AIM OF THE EXERCISE: Can you continue the passage below on Louis XIV's approach to state-building, picking up after its final sentence?

Sheri Berman describes Louis XIV’s approach to state-building in Foreign Affairs:

During the second half of the seventeenth century, accordingly, he and his ministers focused on buying off and winning over key individuals and social groups that might otherwise obstruct their state-building efforts.

Adapting and expanding a common practice, for example, they repeatedly sold state offices to the highest bidders; by the eighteenth century, almost all the posts in the French government were for sale, including those dealing with the administration of justice. These offices brought annual incomes, a license to extract further revenues from the population at large, and exemptions from various impositions.

The system had drawbacks in terms of technocratic effectiveness, but it also had compensating benefits for the crown: selling off public posts was an easy way to raise money and helped turn members of the gentry and the emerging bourgeoisie into officeholders.

Rather than depending on local or personal sources of revenue, these new officeholders eventually developed new interests connected to the broader national system.

MATERIAL PROVIDED:
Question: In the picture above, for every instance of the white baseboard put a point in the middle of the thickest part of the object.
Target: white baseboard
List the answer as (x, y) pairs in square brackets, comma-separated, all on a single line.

THE OUTPUT:
The lesson for the modern world:

Looking at weak states in Afghanistan and elsewhere today, and the conflict and poverty they engender, observers tend to mourn a putative long-lost era when state building was straightforward and less problematic.

Such nostalgia is often accompanied, consciously or not, by undertones of ethnic or cultural superiority — as if the struggles today in the developing world stem from unique or intrinsic characteristics of the communities living there.

The truth, however, is that modernization has almost always been traumatic and the emergence of strong centralized states has almost always been fraught with difficulties.